**SELECTION:**
= = = =

If you’re itching to pay $10 per month for Hulu Plus, you no longer have to get an invitation to the party.
Hulu announced today that its premium service is now open to everyone. Hulu Plus is still technically in its preview stage, but at least now you can try the service without waiting for an arbitrary go-ahead. (For Playstation 3 users, the service will stop requiring a Playstation Plus subscription within the next week.)
Assuming that the government OKs Comcast’s acquisition of NBC Universal, network chief executive Jeff Zucker will depart.
While I’m not one to dwell on personnel changes at entertainment companies, Zucker’s an interesting figure. As CNet points out, he’s notorious for giving tech companies a hard time over NBC content. Notably, NBC tried to get a cut of iPod revenue while negotiating iTunes licensing of TV shows, and NBC is not taking part in the 99-cent show rentals Apple TV will offer. Zucker said that price would “devalue” the network’s content.
NBC’s Winter Olympics coverage was also terrible. Event feeds were unavailable online to people who didn’t have cable subscriptions, and major events were tape-delayed and kept offline to force primetime viewing.
But when I think of Zucker, I’m reminded most of his hard line against Boxee, which tried to use content from Hulu, the web video site backed by NBC, News Corp and ABC.

= = = =

**EXERCISE DETAILS:** In the text about Hulu Plus and NBC, rewrite the part from "If you’re itching" to "the next week.)", changing "preview stage" to "beta stage".

= = = =

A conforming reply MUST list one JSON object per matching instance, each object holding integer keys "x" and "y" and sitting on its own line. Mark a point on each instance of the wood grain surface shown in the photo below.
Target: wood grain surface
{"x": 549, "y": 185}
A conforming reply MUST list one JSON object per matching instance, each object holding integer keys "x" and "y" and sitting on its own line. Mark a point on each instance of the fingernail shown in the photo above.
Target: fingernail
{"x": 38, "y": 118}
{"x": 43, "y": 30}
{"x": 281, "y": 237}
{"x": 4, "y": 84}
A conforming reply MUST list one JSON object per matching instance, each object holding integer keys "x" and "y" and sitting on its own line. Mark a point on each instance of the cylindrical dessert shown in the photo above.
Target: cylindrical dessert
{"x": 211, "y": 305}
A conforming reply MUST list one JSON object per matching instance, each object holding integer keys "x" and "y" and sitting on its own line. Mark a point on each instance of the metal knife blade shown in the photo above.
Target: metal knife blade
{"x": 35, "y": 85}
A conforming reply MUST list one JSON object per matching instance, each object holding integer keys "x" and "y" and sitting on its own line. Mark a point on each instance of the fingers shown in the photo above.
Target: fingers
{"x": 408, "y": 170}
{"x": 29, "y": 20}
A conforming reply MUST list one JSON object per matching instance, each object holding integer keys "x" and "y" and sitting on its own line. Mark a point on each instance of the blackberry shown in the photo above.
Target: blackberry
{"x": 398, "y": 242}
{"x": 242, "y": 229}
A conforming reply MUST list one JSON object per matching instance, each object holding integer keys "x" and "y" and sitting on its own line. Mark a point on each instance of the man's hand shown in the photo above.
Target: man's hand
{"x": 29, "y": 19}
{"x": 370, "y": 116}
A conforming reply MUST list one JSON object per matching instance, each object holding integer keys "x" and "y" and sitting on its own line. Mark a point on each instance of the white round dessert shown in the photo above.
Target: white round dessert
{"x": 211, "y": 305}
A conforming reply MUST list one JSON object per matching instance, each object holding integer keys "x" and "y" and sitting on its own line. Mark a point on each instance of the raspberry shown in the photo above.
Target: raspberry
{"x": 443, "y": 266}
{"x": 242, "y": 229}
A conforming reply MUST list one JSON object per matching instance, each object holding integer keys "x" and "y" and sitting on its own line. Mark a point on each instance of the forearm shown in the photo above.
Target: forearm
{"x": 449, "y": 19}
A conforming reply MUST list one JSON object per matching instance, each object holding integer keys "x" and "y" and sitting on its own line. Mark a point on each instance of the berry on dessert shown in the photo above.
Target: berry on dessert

= = = =

**SOLUTION TO THE PROBLEM:**
If you’re itching to pay $10 per month for Hulu Plus, you no longer have to get an invitation to the party.
Hulu announced today that its premium service is now open to everyone. Hulu Plus is still technically in its beta stage, but at least now you can try the service without waiting for an arbitrary go-ahead. (For Playstation 3 users, the service will stop requiring a Playstation Plus subscription within the next week.)